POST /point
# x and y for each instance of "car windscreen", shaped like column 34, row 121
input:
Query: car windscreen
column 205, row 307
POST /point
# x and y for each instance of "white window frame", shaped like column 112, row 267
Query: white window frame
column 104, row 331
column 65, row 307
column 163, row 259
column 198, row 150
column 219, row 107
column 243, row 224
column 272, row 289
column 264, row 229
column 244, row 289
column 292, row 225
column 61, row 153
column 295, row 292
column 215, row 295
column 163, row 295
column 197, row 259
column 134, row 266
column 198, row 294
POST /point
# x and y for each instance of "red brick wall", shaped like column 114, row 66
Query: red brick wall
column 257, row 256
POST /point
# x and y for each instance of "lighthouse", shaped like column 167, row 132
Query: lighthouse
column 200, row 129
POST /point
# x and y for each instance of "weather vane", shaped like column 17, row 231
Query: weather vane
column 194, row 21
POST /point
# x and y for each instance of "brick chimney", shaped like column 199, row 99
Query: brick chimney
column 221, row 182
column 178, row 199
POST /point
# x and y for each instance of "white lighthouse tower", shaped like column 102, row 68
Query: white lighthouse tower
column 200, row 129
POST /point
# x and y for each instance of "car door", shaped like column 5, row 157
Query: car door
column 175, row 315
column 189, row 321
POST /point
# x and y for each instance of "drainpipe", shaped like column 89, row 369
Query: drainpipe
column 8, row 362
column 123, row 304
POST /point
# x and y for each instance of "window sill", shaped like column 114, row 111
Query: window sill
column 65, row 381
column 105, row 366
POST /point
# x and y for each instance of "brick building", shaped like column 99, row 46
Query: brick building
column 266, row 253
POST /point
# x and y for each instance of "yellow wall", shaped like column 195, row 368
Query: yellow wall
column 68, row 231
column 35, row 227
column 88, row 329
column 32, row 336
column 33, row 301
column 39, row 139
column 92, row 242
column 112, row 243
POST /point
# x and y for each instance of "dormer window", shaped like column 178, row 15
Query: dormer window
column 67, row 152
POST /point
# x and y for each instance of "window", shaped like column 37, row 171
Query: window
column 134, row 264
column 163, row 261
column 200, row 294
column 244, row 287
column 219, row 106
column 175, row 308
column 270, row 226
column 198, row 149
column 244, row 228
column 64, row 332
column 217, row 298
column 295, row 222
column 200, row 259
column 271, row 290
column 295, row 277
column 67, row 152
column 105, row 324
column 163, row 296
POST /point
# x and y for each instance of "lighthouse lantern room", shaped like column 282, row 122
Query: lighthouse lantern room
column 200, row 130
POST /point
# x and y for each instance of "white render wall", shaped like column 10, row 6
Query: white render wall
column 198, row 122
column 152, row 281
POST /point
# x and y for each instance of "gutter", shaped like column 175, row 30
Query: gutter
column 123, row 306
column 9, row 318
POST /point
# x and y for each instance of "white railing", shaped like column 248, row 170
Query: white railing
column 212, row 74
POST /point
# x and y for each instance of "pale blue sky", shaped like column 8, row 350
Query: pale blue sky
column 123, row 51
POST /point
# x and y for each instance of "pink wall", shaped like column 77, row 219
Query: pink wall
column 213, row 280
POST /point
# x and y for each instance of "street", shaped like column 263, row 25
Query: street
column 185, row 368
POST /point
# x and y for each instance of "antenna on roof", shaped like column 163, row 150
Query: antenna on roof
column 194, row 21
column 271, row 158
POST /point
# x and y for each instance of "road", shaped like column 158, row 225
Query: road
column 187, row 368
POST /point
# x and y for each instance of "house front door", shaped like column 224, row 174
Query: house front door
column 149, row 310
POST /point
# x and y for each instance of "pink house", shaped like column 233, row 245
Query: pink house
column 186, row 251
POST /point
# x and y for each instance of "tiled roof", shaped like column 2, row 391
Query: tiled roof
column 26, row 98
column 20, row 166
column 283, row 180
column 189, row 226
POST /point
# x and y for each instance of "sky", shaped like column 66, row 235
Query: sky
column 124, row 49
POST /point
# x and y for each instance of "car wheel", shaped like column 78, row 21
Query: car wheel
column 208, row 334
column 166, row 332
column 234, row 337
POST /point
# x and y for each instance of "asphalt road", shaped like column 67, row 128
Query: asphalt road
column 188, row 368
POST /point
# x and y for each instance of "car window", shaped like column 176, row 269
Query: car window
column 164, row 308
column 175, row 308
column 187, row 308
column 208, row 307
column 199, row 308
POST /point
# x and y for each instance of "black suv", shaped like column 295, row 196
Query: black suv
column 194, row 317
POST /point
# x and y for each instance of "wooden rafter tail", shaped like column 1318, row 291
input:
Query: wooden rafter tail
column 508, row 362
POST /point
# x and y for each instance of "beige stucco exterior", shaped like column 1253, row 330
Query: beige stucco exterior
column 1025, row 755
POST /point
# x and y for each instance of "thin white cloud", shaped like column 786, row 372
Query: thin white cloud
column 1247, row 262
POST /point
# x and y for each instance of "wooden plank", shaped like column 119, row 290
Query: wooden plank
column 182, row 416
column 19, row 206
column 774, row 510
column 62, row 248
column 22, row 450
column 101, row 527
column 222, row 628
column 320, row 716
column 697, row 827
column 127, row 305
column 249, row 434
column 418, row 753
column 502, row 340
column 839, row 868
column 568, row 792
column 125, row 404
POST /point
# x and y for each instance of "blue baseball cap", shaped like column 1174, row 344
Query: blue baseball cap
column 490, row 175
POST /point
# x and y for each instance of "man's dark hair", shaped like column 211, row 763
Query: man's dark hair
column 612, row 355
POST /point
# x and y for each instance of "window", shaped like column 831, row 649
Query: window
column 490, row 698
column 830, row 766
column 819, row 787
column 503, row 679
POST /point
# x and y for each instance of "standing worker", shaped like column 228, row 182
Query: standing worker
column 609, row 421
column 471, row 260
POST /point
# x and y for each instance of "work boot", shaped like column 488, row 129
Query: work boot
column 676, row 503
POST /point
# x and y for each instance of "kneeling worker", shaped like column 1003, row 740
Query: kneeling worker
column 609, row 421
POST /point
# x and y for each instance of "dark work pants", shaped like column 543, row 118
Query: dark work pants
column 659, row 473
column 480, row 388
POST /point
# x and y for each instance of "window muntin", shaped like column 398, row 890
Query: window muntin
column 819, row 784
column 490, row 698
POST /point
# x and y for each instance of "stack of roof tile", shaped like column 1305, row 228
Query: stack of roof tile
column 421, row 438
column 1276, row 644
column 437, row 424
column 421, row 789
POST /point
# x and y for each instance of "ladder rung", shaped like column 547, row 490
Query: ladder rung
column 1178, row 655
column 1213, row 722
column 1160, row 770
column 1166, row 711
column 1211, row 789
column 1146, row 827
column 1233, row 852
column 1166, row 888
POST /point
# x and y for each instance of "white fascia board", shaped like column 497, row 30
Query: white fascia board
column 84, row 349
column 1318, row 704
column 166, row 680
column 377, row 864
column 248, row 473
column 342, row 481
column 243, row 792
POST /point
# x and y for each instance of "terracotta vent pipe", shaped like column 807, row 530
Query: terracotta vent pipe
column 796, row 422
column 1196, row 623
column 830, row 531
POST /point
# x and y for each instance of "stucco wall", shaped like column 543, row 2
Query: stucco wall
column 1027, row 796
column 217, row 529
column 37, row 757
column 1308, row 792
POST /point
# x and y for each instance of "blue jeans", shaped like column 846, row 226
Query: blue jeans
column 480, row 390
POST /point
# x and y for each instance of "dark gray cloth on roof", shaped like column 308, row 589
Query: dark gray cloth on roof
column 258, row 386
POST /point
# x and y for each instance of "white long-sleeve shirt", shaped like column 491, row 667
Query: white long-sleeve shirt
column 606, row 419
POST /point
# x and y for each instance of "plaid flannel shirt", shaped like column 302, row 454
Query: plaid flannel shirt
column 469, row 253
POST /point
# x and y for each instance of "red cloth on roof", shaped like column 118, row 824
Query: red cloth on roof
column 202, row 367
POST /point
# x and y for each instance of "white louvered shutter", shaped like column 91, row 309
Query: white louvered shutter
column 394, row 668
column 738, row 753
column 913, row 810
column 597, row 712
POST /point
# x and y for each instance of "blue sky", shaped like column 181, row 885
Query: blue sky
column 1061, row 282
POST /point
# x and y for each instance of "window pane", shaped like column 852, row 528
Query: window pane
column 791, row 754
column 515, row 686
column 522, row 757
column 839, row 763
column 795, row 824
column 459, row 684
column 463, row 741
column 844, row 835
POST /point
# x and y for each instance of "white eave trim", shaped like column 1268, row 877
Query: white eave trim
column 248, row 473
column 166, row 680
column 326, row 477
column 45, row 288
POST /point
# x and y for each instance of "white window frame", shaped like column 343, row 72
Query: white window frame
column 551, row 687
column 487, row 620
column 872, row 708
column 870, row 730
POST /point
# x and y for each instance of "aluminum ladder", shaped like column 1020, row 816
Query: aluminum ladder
------------------------------------------------------------------------
_Task instructions_
Go through the listing above and copy each line where the string "aluminum" appears.

_Result of the task_
# x and y for each instance of "aluminum ladder", shaped like column 1020, row 816
Query: aluminum ladder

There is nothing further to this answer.